READING TEXT ::
· · ·

Thus spoke the infallible voice from the Vatican, uttered by a successor of Pope Clement XIII., who by a similarly “apostolic” document had extolled the Society! Pope Clement XIV. was well aware that in condemning an Order, more gigantic than any institution the world had ever seen, numbering at that moment 22,792 professed members, besides a multitude of associates, novices, and lay brothers, wealthy, wide spreading, and powerful enough to shake the world, he would sign his own death warrant. It is an undisputed fact that Clement met his death by poisoning, and that of the most awful character ; and when it was asked who had poisoned the Pope, the people of Rome exclaimed, as with one lip, “This the Jesuits: have done!”
In spite of the abolition, apparently meant to last forever, Pope Pius VII. restored the Order by a Bull dated August 7th, 1814. This nineteenth century Pope revived the Society in order to prop up the sinking fortunes of the Popedom. “We should deem ourselves,” says he, “guilty of a great crime towards God, if we neglected the aids which the special providence of God has put at our disposal; and if, placed in the bark of Peter, tossed and assailed by continual storms, we refused to employ the VIGOROUS and EXPERIENCED ROWERS who volunteer their services, in order to break the waves of a sea which threaten every moment shipwreck and death.”

· · ·

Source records
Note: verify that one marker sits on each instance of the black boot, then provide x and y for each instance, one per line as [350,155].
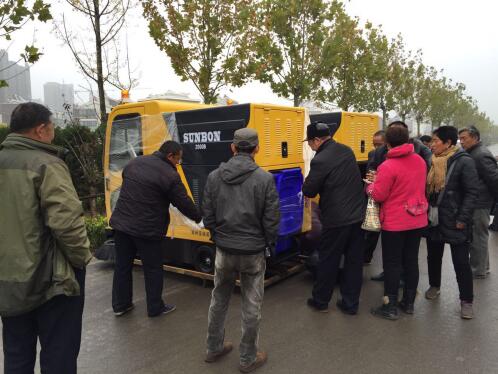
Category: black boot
[406,304]
[389,309]
[379,277]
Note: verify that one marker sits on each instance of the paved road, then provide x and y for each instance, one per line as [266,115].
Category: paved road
[298,340]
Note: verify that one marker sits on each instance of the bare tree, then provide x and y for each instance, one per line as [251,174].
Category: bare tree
[100,62]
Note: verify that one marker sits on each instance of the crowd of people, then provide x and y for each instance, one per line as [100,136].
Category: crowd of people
[443,193]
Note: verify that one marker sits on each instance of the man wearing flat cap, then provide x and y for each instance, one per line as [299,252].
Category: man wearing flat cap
[335,176]
[241,210]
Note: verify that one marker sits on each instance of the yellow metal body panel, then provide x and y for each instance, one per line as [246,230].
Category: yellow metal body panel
[154,133]
[275,124]
[357,128]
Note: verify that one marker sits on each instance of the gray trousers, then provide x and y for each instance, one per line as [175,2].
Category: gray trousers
[252,273]
[479,254]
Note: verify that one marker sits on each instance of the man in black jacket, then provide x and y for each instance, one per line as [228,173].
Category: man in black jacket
[241,210]
[140,220]
[335,176]
[379,157]
[487,183]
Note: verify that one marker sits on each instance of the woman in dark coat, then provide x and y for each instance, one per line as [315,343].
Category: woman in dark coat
[453,174]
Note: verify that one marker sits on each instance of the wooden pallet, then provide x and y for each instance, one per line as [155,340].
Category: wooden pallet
[273,275]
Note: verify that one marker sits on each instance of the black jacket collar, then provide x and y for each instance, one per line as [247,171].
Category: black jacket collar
[325,145]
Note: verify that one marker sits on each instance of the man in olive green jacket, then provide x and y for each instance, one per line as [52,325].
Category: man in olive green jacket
[43,248]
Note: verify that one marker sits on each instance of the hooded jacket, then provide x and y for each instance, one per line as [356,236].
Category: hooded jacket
[335,176]
[458,204]
[42,231]
[150,184]
[400,189]
[241,206]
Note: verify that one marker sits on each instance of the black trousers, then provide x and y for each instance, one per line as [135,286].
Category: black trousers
[371,239]
[335,242]
[400,256]
[57,324]
[461,263]
[150,253]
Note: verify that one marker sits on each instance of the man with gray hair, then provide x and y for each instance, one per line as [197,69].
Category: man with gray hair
[241,210]
[487,182]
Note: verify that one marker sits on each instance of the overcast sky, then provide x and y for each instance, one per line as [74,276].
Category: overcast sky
[458,36]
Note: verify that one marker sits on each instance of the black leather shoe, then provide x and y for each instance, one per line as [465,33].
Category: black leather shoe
[407,302]
[345,310]
[388,310]
[316,306]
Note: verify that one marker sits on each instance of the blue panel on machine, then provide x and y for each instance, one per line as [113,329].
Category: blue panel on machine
[289,185]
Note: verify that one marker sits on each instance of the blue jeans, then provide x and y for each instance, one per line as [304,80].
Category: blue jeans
[251,269]
[151,254]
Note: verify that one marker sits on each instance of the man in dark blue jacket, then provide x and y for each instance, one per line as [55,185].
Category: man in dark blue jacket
[335,176]
[140,220]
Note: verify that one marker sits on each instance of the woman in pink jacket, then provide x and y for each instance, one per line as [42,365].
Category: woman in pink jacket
[399,187]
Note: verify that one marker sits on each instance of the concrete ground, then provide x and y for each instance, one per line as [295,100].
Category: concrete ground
[298,340]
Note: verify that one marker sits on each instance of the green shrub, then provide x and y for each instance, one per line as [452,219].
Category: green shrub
[95,227]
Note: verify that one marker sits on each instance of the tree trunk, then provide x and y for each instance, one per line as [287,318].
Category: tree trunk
[100,75]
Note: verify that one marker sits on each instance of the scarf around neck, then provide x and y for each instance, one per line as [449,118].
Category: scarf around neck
[436,178]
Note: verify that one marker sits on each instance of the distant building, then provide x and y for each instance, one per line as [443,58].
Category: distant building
[17,77]
[59,98]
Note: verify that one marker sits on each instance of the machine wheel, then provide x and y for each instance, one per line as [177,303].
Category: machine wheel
[204,259]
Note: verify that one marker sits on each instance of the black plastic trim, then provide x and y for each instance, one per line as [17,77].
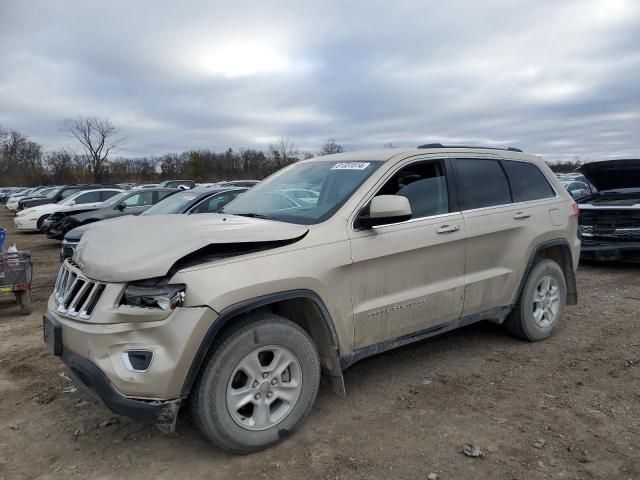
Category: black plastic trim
[439,145]
[88,376]
[532,259]
[364,352]
[233,311]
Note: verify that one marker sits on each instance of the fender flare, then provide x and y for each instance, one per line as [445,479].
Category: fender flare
[562,242]
[237,309]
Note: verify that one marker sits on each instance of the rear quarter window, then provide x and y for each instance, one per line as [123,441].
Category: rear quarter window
[527,181]
[481,183]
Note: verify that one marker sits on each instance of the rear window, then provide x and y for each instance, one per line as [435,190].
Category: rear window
[527,181]
[481,183]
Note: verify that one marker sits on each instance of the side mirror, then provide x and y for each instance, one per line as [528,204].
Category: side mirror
[386,209]
[577,193]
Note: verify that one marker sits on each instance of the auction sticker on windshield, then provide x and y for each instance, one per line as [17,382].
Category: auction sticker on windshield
[351,166]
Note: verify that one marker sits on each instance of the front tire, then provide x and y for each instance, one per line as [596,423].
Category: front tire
[541,303]
[258,385]
[40,221]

· · ·

REQUIRED ACTIONS ::
A - Retype the passage about the Jesuit Order in full, with no changes.
B - Find every line in the listing that contains the string "fender" and copy each of those lines. Case counts.

REPLIES ::
A -
Thus spoke the infallible voice from the Vatican, uttered by a successor of Pope Clement XIII., who by a similarly “apostolic” document had extolled the Society! Pope Clement XIV. was well aware that in condemning an Order, more gigantic than any institution the world had ever seen, numbering at that moment 22,792 professed members, besides a multitude of associates, novices, and lay brothers, wealthy, wide spreading, and powerful enough to shake the world, he would sign his own death warrant. It is an undisputed fact that Clement met his death by poisoning, and that of the most awful character ; and when it was asked who had poisoned the Pope, the people of Rome exclaimed, as with one lip, “This the Jesuits: have done!”
In spite of the abolition, apparently meant to last forever, Pope Pius VII. restored the Order by a Bull dated August 7th, 1814. This nineteenth century Pope revived the Society in order to prop up the sinking fortunes of the Popedom. “We should deem ourselves,” says he, “guilty of a great crime towards God, if we neglected the aids which the special providence of God has put at our disposal; and if, placed in the bark of Peter, tossed and assailed by continual storms, we refused to employ the VIGOROUS and EXPERIENCED ROWERS who volunteer their services, in order to break the waves of a sea which threaten every moment shipwreck and death.”

B -
Note: verify that one marker sits on each instance of the fender flare, then provide x and y for each instance, one per line as [445,479].
Category: fender flare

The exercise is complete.